SÉRIE DE CONSIGNES:
(a) Recopiez l'avis sur Première Dame, de « Avis sur Première » jusqu'à « mi juin 2024. », en substituant « polar » à « thriller ».
(b) Selon le résumé cité dans l'avis sur Première Dame, pourquoi l'ambassadeur pousse-t-il Jul Solri à révéler les crimes de son mari ? Répondez en une à trois phrases.
(c) Prolongez l'avis sur Première Dame après sa dernière phrase.

EXTRAIT À LIRE:
────

Avis sur Première Dame d’Amélie Serberg
Énorme coup de cœur pour ce thriller politique haletant, à l’écriture ciselée.
Vous pouvez découvrir ici l’interview d’Amélie Serberg, à laquelle elle a répondu mi juin 2024.
Le roman
Genre : thriller
Éditions Héloïse d’Ormesson
Disponible en versions brochée et numérique
Résumé
L’ambassade des États-Unis de New Delhi est en ébullition. Jul Solri, l’épouse de l’un des dictateurs les plus redoutés au monde, souhaite s’entretenir avec l’ambassadeur. Comment a-t-elle réussi à échapper à ses gardes du corps ? Pourquoi s’est-elle rendue dans l’antre de la puissance ennemie ? A-t-elle conscience que sa présence pourrait déclencher un conflit sans précédent ? Lorsqu’elle formule sa requête, le diplomate est sidéré : la Première dame souhaite obtenir un visa… de tourisme ! Demande aussi incongrue qu’irrecevable. Mais quand la jeune femme dévoile son cou meurtri, il comprend qu’elle est en fuite. Convaincu qu’il tient le moyen de briser le régime totalitaire, il la pousse à révéler les crimes perpétrés par son mari. C’est à cette seule condition qu’il l’aidera. Le compte à rebours est lancé.
Roman d’espionnage de haute volée, Première dame nous invite dans les coulisses survoltées de la diplomatie internationale. Femme trophée ou complice ? Victime ou manipulatrice ? Dans ce jeu de dupes, chacun avance ses pions, masqué, et celui qui croyait mener la partie aurait bien tort de sous-estimer l’adversaire.
Mon avis
Par où commencer ? Ce thriller est un énorme coup de cœur, l’un des romans les plus brillants que j’aie lus ces dernières années. J’ai absolument tout aimé : les personnages terriblement humains à la psychologie complexe, l’intrigue resserrée autour d’enjeux diplomatiques glaçants, les dialogues savoureux aux répliques incisives, les incursions dans l’intimité d’une épouse de dictateur, le contraste entre le cadre feutré de l’ambassade et la vie grouillante de New Delhi, la plume ciselée et évocatrice de l’autrice…
Les personnages sont travaillés avec une grande finesse et beaucoup de justesse. Les deux personnages principaux, bien sûr : Pavel, l’ambassadeur, avec son mélange d’idéalisme et de fougue, tellement imparfait qu’il en devient terriblement touchant ; Jul, tiraillée entre des convictions qui lui ont été inculquées depuis son enfance et les doutes nés de ses propres sentiments à l’égard de ceux qu’elle a aimés, sa sœur en particulier. Mais aussi tous les personnages secondaires. Colin, le chargé d’affaires, un homme mesuré et conciliant qui tente sans grand succès de juguler l’impétuosité de Pavel, dont il se montre le parfait contrepoint. Park, le bras droit des dictateurs de la dynastie Moon, absolument sinistre et terriblement crédible. Moon Jel-Un, pathétique à souhait et pourtant effrayant dans ce rôle trop grand pour lui. Laura, la secrétaire de l’ambassade, terrifiée par Pavel et malgré tout suffisamment fidèle à ses principes pour oser lui tenir tête quand elle le juge nécessaire. Judith Early, l’attachée de presse agaçante au point que, comme Pavel, on en vient à se demander quelles intentions l’animent.

────

LISTE DES LIGNES:
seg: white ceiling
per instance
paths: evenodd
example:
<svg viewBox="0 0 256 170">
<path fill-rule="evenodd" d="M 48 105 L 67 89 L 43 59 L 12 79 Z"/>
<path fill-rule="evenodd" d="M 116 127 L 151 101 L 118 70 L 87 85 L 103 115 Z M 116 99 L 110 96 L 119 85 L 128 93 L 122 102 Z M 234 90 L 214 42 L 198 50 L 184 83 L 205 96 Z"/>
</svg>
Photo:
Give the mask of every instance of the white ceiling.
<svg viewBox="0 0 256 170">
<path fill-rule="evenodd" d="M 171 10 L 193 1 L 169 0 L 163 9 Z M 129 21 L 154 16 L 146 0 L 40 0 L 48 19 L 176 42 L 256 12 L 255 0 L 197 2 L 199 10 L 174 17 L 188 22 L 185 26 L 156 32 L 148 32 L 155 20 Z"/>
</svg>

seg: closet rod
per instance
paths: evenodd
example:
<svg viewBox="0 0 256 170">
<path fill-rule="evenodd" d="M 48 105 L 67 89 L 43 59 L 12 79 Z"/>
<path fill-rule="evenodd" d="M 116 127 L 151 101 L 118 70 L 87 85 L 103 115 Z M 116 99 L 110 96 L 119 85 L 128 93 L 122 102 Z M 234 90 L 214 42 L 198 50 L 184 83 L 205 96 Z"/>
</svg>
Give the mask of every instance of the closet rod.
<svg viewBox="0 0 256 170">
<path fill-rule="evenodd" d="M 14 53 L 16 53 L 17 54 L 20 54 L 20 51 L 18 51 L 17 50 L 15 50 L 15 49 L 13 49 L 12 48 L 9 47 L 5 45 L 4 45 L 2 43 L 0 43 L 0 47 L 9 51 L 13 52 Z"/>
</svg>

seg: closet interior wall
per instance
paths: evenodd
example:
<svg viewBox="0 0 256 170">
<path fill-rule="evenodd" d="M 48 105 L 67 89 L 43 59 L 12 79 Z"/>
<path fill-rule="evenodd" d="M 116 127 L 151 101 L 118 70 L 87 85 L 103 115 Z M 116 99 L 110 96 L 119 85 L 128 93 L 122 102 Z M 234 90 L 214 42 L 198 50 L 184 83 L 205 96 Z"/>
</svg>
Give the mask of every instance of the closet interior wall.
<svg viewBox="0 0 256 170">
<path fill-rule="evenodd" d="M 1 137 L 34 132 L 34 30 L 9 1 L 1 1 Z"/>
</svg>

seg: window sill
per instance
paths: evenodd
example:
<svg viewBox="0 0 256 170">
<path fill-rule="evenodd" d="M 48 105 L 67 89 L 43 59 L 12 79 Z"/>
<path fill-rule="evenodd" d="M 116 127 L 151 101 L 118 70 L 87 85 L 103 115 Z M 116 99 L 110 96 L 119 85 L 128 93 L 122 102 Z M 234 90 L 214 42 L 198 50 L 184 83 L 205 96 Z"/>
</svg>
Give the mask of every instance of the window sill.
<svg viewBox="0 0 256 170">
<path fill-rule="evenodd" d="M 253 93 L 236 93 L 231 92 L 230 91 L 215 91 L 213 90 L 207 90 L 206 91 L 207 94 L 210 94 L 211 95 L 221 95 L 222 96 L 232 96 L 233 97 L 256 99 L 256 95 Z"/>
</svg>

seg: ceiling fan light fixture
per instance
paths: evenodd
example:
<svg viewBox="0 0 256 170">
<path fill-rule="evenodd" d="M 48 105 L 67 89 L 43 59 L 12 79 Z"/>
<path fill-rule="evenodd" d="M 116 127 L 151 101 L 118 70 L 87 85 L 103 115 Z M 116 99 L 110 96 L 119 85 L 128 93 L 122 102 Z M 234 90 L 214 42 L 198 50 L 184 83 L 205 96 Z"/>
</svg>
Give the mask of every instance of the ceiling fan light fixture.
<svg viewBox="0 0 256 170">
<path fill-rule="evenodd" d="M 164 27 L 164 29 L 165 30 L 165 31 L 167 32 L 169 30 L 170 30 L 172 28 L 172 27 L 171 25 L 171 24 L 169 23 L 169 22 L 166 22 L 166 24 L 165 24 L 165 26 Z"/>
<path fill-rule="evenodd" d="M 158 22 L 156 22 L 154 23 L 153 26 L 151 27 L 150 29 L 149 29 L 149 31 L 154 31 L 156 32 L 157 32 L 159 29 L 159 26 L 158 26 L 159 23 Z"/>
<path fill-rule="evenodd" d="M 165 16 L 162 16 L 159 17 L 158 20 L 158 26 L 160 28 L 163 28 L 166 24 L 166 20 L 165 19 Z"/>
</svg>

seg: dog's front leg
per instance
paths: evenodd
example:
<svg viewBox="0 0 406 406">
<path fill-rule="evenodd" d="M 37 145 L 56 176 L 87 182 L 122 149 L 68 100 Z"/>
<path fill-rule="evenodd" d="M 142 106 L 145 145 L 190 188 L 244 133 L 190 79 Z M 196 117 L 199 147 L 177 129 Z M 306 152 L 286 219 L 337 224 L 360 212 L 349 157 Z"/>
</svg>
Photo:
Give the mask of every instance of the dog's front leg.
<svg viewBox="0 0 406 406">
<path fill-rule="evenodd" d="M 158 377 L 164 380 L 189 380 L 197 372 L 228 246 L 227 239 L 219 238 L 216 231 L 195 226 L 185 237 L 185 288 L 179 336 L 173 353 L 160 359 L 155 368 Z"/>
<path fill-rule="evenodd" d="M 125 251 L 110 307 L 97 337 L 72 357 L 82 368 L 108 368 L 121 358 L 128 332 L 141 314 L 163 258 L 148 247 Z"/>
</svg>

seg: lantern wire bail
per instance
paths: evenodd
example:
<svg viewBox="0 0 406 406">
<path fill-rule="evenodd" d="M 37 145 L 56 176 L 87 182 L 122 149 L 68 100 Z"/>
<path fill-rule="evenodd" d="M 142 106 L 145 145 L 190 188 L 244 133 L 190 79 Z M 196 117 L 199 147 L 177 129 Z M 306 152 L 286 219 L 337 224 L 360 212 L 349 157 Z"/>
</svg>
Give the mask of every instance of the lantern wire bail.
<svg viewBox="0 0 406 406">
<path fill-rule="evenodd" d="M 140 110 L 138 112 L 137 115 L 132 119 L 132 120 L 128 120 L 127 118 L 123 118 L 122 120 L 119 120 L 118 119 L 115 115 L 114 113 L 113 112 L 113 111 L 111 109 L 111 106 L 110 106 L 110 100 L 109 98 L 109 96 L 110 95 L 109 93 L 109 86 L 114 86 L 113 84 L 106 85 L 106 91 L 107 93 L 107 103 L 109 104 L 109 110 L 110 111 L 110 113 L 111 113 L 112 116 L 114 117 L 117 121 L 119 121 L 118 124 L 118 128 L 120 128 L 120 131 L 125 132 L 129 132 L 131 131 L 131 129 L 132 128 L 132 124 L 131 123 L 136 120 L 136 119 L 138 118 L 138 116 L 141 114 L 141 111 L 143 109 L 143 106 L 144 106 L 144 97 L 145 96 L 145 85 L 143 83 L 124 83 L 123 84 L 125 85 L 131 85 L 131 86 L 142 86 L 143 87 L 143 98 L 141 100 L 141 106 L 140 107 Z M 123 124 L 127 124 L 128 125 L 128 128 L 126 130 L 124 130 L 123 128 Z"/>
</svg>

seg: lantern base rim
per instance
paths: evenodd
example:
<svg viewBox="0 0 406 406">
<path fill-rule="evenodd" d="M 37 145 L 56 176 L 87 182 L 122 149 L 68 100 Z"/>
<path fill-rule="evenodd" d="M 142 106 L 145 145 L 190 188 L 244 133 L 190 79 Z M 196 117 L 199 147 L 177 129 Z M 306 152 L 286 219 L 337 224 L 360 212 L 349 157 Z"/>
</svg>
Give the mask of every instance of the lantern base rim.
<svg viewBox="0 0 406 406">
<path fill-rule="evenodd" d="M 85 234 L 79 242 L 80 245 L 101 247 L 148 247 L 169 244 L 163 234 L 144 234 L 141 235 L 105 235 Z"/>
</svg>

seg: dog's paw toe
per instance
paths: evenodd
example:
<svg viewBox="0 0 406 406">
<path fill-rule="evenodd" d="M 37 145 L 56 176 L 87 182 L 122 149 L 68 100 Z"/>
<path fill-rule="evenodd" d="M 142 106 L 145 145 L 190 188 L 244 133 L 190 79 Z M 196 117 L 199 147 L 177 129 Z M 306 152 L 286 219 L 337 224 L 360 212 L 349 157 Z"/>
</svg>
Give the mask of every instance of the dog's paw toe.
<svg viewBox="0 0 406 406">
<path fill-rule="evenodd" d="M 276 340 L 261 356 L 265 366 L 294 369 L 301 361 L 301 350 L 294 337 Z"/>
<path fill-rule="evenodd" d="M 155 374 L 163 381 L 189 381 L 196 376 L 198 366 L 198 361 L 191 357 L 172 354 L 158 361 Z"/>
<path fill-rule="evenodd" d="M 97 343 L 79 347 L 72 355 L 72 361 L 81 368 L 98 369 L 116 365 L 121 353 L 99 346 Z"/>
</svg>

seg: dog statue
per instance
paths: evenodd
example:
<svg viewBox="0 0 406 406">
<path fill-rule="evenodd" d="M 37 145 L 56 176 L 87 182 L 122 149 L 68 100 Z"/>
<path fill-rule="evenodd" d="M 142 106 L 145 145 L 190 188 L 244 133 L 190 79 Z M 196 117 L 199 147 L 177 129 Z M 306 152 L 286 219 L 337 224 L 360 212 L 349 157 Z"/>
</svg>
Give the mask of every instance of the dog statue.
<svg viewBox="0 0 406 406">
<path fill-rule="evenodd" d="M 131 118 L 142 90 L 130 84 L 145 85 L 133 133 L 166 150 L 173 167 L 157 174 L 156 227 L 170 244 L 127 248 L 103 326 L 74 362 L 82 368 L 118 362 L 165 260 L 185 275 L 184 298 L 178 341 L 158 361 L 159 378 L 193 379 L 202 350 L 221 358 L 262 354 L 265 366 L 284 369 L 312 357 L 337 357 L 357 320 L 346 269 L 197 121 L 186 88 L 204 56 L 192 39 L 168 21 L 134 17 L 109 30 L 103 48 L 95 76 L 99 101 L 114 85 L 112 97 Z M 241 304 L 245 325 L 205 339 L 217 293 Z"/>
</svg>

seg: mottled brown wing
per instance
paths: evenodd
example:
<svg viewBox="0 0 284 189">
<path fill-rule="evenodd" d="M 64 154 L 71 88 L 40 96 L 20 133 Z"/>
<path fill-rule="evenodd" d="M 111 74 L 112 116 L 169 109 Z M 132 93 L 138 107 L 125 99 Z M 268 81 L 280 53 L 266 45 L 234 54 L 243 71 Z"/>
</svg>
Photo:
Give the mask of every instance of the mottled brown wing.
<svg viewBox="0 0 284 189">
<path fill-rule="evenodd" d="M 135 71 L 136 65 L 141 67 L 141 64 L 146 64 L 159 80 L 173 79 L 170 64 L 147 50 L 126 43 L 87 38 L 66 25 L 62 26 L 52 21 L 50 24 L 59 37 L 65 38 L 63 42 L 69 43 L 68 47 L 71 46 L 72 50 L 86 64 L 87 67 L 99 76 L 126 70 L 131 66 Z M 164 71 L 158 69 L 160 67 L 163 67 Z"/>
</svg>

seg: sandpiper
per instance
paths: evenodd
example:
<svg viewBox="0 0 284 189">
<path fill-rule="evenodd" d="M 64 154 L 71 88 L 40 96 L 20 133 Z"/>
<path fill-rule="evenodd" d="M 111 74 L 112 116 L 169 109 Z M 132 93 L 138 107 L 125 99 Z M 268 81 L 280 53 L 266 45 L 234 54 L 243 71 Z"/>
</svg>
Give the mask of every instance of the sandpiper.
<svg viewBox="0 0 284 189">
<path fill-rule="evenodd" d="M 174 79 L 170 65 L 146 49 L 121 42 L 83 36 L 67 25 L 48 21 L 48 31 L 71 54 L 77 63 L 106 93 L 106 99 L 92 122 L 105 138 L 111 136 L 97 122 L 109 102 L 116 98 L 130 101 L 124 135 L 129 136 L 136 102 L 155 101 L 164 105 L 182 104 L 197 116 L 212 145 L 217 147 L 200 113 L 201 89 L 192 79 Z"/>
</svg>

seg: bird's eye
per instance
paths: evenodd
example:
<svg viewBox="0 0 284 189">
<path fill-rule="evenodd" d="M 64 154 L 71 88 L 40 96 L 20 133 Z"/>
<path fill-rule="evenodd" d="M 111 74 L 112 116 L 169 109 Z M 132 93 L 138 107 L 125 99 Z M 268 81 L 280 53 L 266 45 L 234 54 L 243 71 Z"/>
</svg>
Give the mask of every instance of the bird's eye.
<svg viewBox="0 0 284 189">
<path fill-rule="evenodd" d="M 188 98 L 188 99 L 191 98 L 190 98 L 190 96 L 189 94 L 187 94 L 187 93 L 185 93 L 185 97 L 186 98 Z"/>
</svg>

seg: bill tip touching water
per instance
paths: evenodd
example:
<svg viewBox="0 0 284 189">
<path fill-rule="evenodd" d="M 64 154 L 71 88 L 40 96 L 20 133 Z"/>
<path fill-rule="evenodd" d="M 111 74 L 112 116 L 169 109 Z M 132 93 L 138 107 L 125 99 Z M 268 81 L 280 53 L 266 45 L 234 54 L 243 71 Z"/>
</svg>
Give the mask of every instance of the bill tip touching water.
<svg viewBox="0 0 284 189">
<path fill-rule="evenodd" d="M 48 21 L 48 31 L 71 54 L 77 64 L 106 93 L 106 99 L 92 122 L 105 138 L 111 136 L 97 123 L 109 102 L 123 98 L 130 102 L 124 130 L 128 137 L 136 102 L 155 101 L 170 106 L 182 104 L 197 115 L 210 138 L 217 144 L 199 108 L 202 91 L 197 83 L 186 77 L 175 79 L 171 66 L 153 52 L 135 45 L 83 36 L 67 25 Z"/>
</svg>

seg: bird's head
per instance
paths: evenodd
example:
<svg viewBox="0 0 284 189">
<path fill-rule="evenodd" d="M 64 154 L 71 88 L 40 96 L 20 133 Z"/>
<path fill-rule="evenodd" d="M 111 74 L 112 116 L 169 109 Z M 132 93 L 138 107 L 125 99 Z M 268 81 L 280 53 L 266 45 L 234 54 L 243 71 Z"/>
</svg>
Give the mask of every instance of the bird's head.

────

CORRIGÉS DES EXERCICES:
(a)
Avis sur Première Dame d’Amélie Serberg
Énorme coup de cœur pour ce polar politique haletant, à l’écriture ciselée.
Vous pouvez découvrir ici l’interview d’Amélie Serberg, à laquelle elle a répondu mi juin 2024.

(b) L'ambassadeur est convaincu de tenir, grâce à elle, le moyen de briser le régime totalitaire. Il ne l'aidera qu'à cette seule condition.

(c)
L’intrigue nous emmène dans les coulisses de la diplomatie internationale, où chaque mot et chaque non-dit pèsent et peuvent faire basculer les fragiles équilibres géopolitiques mondiaux. Les enjeux sont clairement établis et la tension savamment maîtrisée. Les flashbacks, juste bien dosés, permettent quant à eux de dévoiler des informations importantes sur les passés respectifs de Jul et de Pavel, sans nuire au rythme du récit ; en outre, les flashbacks sur Jul présentent l’intérêt de montrer de manière très crédible, à nos yeux occidentaux, à quoi peut ressembler l’existence dans une dictature telle que la Corée du Nord et le conditionnement permanent auquel sont soumis ses habitants : ils aident à mieux appréhender pourquoi ces régimes peuvent perdurer et leurs dirigeants être adulés.
Je termine avec les dialogues. Les dialogues… Les dialogues sont jubilatoires. Amélie Serberg joue avec les répliques mordantes, les sous-entendus, les silences et les non-dits dans une partition magistrale, qui contribue à mon avis à faire de ce roman, au pitch si ambitieux, une telle réussite. C’est brillant. Vraiment.
Quelques extraits
Des rafales la poursuivent. Chaque seconde est peut-être sa dernière. Ça non plus, elle ne veut pas y penser parce que ce n’est pas le moment, et que si on pense trop fort à la mort, elle finit par vous entendre.
Pavel ignore si c’est la cigarette, le litre d’eau enfilé, ou la façon dont le tuyau d’arrosage ondule et l’hypnotise malgré lui, mais il regagne en vigueur et ce qu’il croit être de la lucidité.
– On va la garder encore un peu.
– Pardon ?
– Ordre d’Anthony, affirme Pavel sans se démonter.
Les traits de Colin se crispent sous le coup de la nouvelle.
– Il est gonflé. Tu lui as dit qu’il était gonflé ?
Pavel hausse les épaules. Il reprend une gorgée d’eau pour se donner une contenance et s’irriguer l’esprit, macéré en fruit confit.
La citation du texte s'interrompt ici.